**Passage given:**
========
TMVA BDT Training seems to fail

gwatts · November 2, 2017, 10:08pm

I am doing a multi-class training of a BDT. In root v5 this was quite robust, in v6 I’m having a number of problems. In particular, this one: it seems to fail to train sometimes. Unfortunately, there are no errors messages I can spot in the log. But I know it is broken by the suspiciously clean values for signal and background efficiency at the bottom, and also the fact that the output plots in the training file are empty (and the events appear in the high side overflow bin).

And someone help me? Many thanks in advance! I’ve attached two files - one for the ROOT file that comes out of the training, and the other is the terminal scrape when running this code.

Options I used:
BDT: !V:DrawProgressBar=True:!Silent
TMVA DataFactory:MaxDepth=50:MinNodeSize=0.1:nCuts=200:BoostType=Grad:NegWeightTreatment=IgnoreNegWeightsInTraining:DoBoostMonitor=True

The monitor ntuple in the resulting file is empty. Also, there is no printout of the progress, which seems suspicions.
========
**Stored data:**
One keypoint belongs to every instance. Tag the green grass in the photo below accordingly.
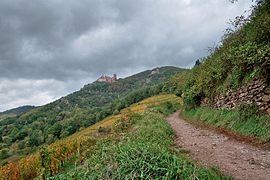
========
**Exercise details:**
The forum post about the BDT training reports no error messages in the log. Why does the poster still conclude that the training is broken? Answer in one to three sentences.

**Solved exercise:**
The poster points to the suspiciously clean values for signal and background efficiency at the bottom of the log. The output plots in the training file are also empty, and the events appear in the high side overflow bin.